SEGREDOS DE UMA NOVELA (Soapdish, 1991, Paramount Pictures, 97min) Direção: Michael Hoffman. Roteiro: Robert Harling, estória de Robert Harling, Andrew Bergman. Fotografia: Ueli Steiger. Montagem: Garth Craven. Música: Alan Silvestri. Figurino: Nolan Miller. Direção de arte/cenários: Eugenio Zanetti/Lee Poli. Produção executiva: Herert Ross. Produção: Alan Greisman, Aaron Spelling. Elenco: Sally Field, Kevin Kline, Whoopi Goldberg, Elisabeth Shue, Robert Downey Jr,, Cathy Moriarty, Gary Marshall, Teri Hatcher, Kathy Namiji. Estreia: 31/5/91
Ao contrário do que acontece no Brasil, onde gozam de relativo prestígio junto ao público e à crítica, as telenovelas produzidas nos EUA não são exatamente um veículo nobre para atores. Normalmente apresentadas no horário vespertino, as novelas norte-americanas (ao contrário das séries, hoje alçadas a filé mignon das emissoras) frequentemente apelam para tramas rocambolescas e inverossímeis, anos e mais anos de duração e um tom que raramente escapa do dramalhão mais cafona. A julgar pela comédia "Segredos de uma novela", seus bastidores também não são nada tranquilos: exageros cômicos à parte, o filme de Michael Hoffman - que posteriormente assinaria o romântico "Um dia especial" (1996), o shakespereano "Sonho de uma noite de verão" (1999) e o subestimado "A última estação" (2009) - retrata o dia-a-dia da produção de uma dessas novelas tão populares quanto inacreditáveis de forma ao mesmo tempo debochada e carinhosa. Co-produzido por Aaron Spelling - ele mesmo vindo do mundo da televisão, onde produziu sucessos como "As panteras" e "Barrados no baile" - e estrelado por um elenco de sonhos, "Segredos de uma novela" diverte enquanto dura, mas, assim como os produtos que critica, é provável que desapareça da memória do espectador tão logo acabe sua sessão.

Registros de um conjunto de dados
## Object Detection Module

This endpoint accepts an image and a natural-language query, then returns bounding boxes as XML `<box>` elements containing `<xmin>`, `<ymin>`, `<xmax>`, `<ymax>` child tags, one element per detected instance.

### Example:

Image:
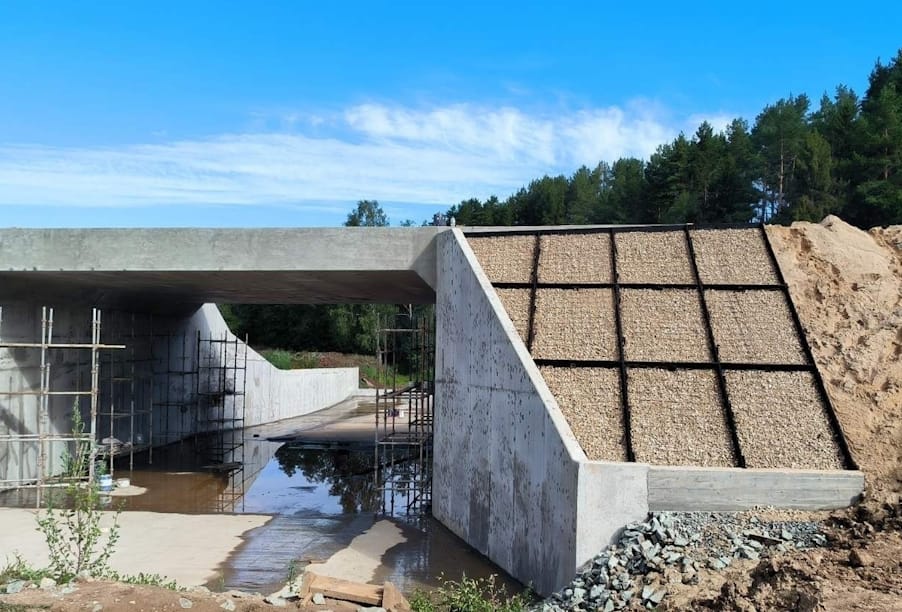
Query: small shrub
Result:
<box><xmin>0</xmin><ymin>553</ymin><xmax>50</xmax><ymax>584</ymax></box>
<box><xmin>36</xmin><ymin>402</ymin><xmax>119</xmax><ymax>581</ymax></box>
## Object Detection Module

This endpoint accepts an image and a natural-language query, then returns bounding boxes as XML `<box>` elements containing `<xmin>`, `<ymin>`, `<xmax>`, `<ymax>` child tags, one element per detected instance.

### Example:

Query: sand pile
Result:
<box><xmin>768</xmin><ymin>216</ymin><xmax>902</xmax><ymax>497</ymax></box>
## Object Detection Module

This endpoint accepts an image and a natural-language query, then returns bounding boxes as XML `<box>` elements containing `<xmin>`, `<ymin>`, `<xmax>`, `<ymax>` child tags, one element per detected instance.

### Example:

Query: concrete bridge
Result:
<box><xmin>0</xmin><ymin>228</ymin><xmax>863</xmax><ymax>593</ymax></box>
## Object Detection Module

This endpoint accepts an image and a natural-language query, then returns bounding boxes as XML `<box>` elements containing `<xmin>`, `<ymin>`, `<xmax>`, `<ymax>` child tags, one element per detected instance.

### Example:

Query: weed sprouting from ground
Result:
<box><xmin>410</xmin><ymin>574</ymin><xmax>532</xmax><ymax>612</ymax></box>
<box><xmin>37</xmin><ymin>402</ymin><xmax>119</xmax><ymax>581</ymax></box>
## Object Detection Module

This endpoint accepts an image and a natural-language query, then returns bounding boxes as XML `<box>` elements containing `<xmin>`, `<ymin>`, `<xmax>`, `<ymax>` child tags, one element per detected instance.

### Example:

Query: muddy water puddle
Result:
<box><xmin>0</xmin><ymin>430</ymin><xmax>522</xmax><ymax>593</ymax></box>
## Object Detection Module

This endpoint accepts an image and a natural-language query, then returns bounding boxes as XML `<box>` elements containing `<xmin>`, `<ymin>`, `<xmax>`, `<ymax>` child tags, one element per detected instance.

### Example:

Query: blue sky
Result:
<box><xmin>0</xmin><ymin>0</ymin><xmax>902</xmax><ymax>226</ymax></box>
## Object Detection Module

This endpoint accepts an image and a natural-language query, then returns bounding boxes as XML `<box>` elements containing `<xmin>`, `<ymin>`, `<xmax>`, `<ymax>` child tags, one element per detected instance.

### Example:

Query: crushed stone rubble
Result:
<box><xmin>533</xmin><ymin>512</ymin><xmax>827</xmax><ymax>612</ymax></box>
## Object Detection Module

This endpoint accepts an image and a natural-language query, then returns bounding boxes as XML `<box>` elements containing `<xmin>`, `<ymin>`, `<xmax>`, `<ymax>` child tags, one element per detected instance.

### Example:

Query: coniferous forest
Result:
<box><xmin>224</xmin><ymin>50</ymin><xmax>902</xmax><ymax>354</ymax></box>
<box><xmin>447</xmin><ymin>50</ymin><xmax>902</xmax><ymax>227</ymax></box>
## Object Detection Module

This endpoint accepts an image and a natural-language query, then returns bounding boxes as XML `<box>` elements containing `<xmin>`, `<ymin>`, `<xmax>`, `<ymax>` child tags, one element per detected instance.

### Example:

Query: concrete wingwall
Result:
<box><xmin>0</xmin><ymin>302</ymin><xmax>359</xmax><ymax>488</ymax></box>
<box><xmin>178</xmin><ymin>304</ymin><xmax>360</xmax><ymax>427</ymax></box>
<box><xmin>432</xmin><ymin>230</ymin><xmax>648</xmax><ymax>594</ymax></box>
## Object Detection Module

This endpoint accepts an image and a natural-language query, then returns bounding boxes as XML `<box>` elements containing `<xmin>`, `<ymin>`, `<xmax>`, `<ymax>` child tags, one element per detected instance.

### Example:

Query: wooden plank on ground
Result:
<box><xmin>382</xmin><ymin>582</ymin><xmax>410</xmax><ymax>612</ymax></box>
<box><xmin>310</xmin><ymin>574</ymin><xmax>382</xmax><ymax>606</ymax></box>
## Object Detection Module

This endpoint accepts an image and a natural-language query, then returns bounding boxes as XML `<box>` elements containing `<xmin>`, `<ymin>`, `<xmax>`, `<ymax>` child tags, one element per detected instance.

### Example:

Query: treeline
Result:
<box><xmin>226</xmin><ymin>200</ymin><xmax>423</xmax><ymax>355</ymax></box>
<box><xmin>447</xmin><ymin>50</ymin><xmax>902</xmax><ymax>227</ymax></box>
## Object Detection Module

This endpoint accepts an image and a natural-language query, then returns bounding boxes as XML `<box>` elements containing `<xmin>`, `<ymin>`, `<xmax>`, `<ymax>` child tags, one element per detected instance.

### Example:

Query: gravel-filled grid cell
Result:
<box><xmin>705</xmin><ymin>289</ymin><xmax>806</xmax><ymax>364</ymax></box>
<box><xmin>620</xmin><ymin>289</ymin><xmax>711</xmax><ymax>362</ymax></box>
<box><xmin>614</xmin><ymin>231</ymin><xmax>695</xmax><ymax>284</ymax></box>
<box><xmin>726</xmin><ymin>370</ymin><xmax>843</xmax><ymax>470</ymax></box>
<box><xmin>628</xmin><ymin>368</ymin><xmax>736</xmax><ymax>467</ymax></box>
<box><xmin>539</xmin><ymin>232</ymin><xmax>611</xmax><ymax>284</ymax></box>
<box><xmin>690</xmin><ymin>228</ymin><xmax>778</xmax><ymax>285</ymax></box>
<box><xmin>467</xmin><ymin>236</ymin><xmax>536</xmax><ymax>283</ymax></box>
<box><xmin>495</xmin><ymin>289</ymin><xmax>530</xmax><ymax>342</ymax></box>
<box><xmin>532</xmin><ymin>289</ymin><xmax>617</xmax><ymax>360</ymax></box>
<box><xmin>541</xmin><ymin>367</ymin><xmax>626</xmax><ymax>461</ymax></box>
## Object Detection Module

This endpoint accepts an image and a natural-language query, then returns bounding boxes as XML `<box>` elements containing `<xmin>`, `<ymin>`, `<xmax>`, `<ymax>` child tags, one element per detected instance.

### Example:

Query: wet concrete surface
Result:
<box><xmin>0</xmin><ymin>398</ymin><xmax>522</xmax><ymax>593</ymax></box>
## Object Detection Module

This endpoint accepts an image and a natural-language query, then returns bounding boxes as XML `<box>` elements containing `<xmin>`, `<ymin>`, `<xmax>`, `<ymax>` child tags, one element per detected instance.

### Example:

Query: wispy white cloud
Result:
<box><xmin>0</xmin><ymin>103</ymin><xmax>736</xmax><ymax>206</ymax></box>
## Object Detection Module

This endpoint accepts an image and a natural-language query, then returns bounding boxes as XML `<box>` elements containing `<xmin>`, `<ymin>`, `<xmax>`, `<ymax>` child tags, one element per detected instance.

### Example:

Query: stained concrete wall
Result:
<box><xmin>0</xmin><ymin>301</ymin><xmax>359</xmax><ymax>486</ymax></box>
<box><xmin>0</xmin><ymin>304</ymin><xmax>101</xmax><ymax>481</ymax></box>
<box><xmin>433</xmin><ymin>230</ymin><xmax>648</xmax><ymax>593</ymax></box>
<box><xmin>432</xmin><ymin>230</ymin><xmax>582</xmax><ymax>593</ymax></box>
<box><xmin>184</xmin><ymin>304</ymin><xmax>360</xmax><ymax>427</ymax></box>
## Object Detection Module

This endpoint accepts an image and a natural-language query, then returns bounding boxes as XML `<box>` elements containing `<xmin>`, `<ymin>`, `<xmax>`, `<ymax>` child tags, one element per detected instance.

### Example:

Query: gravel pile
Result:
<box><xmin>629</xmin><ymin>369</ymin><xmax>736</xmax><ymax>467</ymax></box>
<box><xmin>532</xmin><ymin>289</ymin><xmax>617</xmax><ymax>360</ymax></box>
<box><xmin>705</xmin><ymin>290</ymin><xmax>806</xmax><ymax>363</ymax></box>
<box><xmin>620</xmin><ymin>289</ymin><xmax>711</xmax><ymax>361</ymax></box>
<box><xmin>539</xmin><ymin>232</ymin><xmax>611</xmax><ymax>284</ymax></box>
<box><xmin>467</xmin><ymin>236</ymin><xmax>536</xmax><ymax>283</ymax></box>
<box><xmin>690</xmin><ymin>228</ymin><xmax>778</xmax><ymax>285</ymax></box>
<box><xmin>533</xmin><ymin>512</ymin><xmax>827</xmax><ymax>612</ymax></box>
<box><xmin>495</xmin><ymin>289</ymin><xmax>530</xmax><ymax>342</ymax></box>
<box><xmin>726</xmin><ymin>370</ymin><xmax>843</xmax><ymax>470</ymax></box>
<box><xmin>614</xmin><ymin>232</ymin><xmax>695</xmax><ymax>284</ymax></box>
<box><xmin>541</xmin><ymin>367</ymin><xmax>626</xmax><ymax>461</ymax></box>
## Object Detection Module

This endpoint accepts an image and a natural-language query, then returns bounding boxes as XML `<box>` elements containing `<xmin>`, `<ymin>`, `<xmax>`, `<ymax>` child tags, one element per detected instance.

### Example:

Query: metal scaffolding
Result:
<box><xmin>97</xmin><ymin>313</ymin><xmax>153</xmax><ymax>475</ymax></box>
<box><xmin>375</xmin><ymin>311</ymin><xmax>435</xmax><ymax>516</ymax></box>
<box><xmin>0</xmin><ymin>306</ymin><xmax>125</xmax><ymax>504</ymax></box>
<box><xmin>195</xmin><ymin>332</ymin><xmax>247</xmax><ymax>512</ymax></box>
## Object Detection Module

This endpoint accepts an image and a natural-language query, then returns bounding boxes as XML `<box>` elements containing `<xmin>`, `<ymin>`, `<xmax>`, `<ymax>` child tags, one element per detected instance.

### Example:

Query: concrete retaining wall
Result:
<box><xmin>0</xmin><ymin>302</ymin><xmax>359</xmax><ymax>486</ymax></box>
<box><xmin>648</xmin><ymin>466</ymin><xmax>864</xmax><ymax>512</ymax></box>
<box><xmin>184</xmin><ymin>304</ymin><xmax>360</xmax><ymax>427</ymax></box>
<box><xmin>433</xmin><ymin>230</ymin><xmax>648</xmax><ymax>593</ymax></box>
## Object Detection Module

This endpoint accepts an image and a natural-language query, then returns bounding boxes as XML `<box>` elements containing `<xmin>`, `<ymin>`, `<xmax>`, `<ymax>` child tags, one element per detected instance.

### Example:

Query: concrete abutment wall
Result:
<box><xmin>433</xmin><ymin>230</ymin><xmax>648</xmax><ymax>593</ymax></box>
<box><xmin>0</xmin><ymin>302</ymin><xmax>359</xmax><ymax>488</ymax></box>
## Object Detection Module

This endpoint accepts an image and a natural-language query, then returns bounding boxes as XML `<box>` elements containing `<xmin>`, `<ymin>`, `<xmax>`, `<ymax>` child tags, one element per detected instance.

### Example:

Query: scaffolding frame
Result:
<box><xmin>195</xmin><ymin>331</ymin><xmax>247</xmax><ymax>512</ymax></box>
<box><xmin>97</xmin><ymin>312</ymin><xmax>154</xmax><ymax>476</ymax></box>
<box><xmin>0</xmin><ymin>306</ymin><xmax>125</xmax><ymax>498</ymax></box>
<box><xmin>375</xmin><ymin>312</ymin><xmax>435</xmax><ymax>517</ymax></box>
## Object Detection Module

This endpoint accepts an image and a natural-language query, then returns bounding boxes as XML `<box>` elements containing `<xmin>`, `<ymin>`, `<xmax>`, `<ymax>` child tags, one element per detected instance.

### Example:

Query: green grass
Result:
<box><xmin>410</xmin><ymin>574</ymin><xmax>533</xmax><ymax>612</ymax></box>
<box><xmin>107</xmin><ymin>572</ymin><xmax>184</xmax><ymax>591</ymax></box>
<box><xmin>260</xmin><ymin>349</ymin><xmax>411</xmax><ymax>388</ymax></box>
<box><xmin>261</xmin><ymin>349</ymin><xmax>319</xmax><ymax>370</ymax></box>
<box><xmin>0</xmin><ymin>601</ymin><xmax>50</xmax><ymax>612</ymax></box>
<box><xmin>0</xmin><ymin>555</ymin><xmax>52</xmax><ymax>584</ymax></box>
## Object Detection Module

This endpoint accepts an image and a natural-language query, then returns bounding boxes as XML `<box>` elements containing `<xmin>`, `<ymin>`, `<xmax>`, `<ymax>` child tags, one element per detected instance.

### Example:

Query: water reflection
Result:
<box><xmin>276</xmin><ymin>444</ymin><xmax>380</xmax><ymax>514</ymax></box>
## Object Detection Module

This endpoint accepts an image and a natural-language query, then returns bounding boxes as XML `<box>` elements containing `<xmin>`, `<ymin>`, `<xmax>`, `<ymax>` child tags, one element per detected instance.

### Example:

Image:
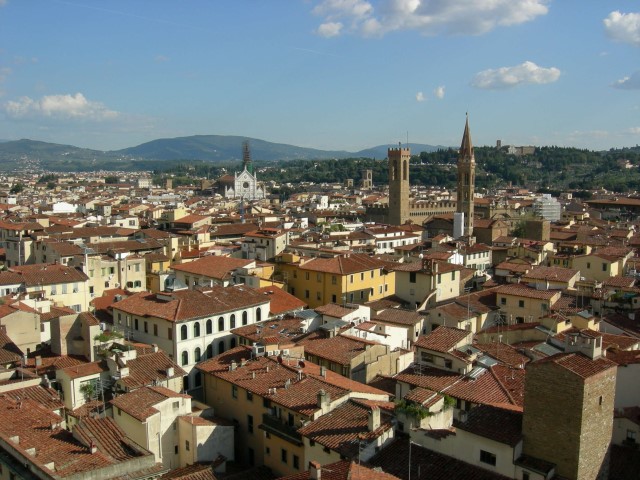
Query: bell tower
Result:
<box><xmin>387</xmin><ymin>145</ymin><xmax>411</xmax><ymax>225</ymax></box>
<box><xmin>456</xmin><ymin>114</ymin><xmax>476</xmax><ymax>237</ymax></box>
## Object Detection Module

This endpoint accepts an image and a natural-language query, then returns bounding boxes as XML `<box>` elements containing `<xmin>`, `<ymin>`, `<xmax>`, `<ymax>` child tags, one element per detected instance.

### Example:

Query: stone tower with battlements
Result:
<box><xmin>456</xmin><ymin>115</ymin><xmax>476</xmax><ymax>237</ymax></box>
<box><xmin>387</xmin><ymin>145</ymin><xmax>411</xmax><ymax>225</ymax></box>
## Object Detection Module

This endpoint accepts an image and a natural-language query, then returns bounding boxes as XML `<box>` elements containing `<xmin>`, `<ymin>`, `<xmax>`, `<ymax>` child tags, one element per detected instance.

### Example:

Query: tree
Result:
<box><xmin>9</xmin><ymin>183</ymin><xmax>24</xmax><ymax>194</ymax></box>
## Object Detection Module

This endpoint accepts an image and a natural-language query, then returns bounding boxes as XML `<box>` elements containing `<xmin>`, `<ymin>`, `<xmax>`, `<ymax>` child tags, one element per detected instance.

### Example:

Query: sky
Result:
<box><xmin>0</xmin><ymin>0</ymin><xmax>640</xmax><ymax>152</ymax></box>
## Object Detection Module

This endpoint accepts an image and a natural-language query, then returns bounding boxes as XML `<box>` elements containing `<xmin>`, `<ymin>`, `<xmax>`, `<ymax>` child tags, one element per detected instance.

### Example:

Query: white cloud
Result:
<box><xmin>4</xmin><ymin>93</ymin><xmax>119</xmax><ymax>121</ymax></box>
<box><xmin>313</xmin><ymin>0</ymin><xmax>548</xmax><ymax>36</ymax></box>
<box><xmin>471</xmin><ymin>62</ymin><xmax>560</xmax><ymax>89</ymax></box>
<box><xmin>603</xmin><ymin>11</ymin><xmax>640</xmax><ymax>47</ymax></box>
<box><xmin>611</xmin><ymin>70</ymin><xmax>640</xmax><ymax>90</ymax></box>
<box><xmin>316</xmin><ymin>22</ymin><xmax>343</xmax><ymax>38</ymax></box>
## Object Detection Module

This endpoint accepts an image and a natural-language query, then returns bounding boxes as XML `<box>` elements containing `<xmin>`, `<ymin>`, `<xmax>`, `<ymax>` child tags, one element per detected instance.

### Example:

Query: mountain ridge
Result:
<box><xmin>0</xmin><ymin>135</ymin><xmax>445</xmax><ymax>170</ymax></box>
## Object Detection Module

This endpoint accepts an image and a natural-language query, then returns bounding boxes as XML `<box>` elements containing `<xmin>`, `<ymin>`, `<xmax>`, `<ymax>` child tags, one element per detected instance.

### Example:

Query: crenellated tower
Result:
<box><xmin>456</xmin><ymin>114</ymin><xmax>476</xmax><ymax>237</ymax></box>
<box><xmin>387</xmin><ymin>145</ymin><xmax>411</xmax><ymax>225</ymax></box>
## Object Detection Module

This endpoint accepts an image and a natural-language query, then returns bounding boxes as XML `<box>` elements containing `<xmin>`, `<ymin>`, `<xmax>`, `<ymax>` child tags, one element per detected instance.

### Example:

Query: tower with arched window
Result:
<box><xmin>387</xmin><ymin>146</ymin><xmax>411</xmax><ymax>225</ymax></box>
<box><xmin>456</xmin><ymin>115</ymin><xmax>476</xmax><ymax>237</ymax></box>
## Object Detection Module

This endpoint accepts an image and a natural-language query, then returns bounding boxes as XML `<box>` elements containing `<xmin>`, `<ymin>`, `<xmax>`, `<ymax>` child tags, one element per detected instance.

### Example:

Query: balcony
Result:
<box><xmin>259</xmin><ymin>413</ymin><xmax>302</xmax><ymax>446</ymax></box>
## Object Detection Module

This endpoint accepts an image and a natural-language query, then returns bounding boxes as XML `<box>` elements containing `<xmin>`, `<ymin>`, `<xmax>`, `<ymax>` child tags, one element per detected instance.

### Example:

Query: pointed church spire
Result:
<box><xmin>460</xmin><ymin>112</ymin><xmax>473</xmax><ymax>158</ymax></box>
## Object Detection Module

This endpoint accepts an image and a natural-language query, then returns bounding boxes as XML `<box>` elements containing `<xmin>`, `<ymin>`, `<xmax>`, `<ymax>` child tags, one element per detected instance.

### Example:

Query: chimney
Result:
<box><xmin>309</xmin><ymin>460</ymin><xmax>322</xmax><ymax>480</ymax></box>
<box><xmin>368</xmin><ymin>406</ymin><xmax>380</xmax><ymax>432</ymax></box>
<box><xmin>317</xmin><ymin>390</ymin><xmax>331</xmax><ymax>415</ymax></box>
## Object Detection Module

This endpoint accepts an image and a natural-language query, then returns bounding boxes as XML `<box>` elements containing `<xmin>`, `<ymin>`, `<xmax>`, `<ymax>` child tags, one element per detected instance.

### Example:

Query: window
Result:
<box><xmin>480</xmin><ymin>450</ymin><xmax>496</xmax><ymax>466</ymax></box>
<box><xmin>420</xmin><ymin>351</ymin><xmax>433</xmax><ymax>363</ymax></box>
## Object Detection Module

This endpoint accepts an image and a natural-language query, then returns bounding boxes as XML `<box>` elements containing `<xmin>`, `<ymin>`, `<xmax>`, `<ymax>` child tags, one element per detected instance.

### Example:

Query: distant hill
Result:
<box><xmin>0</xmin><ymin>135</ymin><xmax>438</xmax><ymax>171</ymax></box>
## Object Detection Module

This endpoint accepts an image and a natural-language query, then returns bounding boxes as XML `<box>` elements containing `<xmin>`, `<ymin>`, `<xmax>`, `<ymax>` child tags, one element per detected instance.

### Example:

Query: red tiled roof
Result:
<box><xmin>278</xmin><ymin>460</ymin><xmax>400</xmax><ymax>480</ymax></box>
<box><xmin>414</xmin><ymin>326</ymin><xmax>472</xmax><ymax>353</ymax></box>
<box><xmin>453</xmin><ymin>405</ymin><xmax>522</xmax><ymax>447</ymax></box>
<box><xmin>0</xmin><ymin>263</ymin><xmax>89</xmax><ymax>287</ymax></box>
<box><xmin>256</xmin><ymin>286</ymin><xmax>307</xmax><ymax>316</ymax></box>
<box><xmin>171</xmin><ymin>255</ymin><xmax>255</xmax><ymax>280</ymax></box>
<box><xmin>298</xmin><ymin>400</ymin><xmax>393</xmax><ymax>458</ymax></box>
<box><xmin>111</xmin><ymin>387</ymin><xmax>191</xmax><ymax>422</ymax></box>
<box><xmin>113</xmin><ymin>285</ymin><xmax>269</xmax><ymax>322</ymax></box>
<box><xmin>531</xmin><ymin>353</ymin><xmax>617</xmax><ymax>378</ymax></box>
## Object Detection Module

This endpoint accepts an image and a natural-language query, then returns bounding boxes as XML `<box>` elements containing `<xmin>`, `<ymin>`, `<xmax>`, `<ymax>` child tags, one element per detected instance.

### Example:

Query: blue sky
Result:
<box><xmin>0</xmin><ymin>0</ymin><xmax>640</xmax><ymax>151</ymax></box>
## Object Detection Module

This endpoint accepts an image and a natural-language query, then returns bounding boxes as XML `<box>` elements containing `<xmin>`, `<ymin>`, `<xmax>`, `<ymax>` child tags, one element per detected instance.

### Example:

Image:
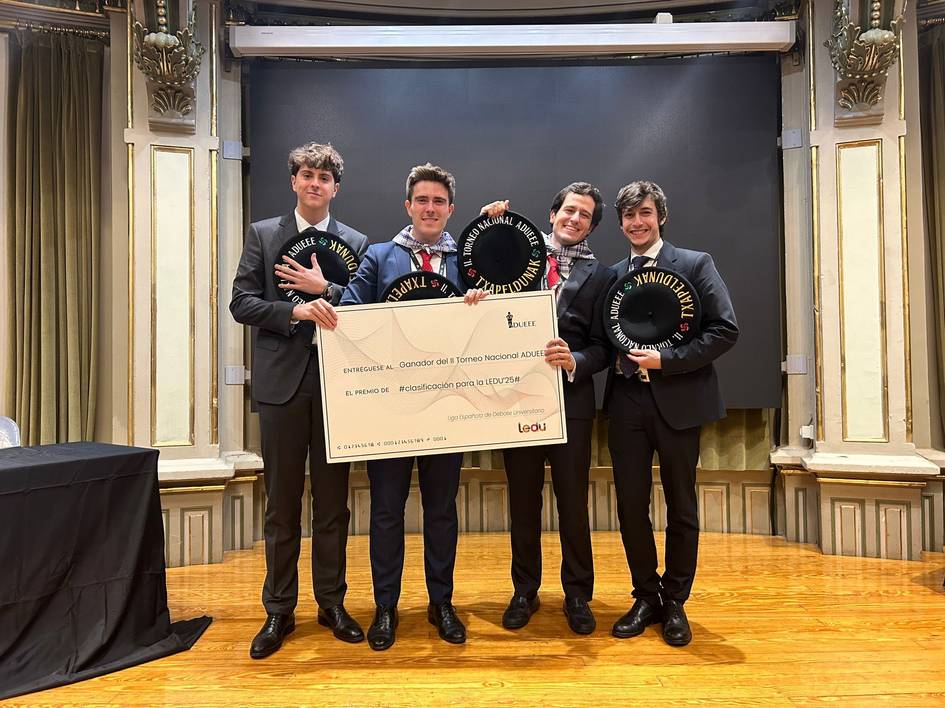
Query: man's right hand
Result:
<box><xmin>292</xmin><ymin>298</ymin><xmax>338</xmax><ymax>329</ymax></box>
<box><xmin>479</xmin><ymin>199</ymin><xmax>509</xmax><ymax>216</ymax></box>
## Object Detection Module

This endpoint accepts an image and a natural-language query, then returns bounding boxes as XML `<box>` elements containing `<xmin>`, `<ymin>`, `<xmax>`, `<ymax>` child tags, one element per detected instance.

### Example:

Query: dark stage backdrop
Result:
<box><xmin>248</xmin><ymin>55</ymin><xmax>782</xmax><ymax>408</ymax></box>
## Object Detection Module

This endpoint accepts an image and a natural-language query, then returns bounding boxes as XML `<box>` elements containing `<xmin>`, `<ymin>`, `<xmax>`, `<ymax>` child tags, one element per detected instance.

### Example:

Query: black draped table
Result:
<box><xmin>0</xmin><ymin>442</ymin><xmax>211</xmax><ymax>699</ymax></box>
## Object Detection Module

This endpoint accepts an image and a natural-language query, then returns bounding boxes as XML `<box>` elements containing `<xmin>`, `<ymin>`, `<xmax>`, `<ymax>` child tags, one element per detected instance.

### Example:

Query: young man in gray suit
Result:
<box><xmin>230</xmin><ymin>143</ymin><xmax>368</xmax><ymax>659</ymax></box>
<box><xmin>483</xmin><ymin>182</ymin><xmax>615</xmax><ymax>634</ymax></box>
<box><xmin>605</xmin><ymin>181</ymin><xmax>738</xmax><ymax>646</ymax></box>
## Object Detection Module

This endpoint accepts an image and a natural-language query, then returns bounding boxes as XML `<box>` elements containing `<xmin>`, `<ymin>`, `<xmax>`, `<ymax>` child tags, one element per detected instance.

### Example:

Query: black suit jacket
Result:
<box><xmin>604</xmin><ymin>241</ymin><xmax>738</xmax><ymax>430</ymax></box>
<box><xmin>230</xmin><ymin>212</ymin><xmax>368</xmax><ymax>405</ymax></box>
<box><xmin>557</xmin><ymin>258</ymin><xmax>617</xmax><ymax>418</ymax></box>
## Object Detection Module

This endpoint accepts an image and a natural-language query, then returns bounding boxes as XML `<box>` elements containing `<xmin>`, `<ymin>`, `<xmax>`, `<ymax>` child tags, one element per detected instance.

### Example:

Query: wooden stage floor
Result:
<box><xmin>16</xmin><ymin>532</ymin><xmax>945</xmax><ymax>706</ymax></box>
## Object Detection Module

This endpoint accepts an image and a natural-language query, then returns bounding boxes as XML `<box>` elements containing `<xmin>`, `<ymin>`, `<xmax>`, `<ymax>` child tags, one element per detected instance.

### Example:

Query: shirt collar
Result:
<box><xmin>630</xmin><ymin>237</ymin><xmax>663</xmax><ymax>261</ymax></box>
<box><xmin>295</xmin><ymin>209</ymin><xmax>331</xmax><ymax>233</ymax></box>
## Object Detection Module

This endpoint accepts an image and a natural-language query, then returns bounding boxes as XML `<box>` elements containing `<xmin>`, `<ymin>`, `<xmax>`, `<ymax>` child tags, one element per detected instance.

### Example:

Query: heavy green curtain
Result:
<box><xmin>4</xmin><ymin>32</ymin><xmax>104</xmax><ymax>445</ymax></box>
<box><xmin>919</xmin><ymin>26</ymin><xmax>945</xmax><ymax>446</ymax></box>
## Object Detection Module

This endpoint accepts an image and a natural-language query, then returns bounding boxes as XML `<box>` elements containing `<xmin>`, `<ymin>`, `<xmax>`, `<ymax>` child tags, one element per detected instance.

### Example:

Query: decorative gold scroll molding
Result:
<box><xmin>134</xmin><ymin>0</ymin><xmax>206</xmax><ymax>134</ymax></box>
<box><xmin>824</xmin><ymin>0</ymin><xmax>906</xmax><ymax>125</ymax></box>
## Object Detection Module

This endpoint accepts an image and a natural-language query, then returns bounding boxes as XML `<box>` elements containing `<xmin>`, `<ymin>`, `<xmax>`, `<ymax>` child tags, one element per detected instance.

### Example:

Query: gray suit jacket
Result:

### Sua tarefa
Dê continuidade à resenha sobre o filme "Segredos de uma novela" a partir do ponto em que ela termina. Os itens não desempenham qualquer papel nesta atividade.

### Resultado
Longe de querer ser a obra definitiva sobre o assunto - soa bem mais como uma descompromissada sessão da tarde do que um tratado a respeito de teledramaturgia popular -, o filme de Hoffman brinca com as percepções do público a respeito de astros, estrelas, roteiristas e produtores sem preocupar-se com a fidelidade absoluta - e acerta em cheio ao utilizar-se de metalinguagem como forma de enfatizar os absurdos que circundam a criação de uma obra aberta. Ao criticar as reviravoltas que abundam nas produções televisivas, o roteiro também faz uso delas para efeito histriônico: na trama criada pelo dramaturgo Robert Harling e desenvolvida por ele e Andrew Bergman, há espaço para romances interrompidos, maternidades escondidas, traições e sexualidades duvidosas - tudo revelado ao vivo, diante de um público ávido por ser surpreendido a cada capítulo.
A protagonista do filme é Celeste Talbert (Sally Field, estrela absoluta da telenovela "The sun also sets", no ar há anos com espantosos índices de audiência e prêmios acumulados pela crítica. Idolatrada pelos fãs, Talbert parece estar entrando em seu inferno astral: abandonada pelo marido, ela ainda precisa lidar com a velada perseguição do jovem produtor David Barnes (Robert Downey Jr.), que seduzido pela promessa de uma noite de amor com a ambiciosa Montana Moorehead (Cathy Moriarty), procura um jeito de aumentar seu papel na novela mesmo ameaçando sua coerência interna. Protegida pela roteirista principal, Rose Schwartz (Whoopi Goldberg), Talbert tenta não se deixar abater pela crise, mas vê as coisas se complicarem ainda mais quando, para seu desespero, seu antigo amante, Jeffrey Anderson (Kevin Kline), volta à cena como seu novo par romântico, o que traz à luz um passado traumático e um segredo que pode abalar sua popularidade. Não bastasse tudo isso, ela começa a sentir o peso da idade, principalmente quando sua sobrinha, Lori Craven (Elisabeth Shue), passa a disputar com ela, involuntariamente, o posto de atriz preferida pelas plateias, e ilustrar capas de revistas.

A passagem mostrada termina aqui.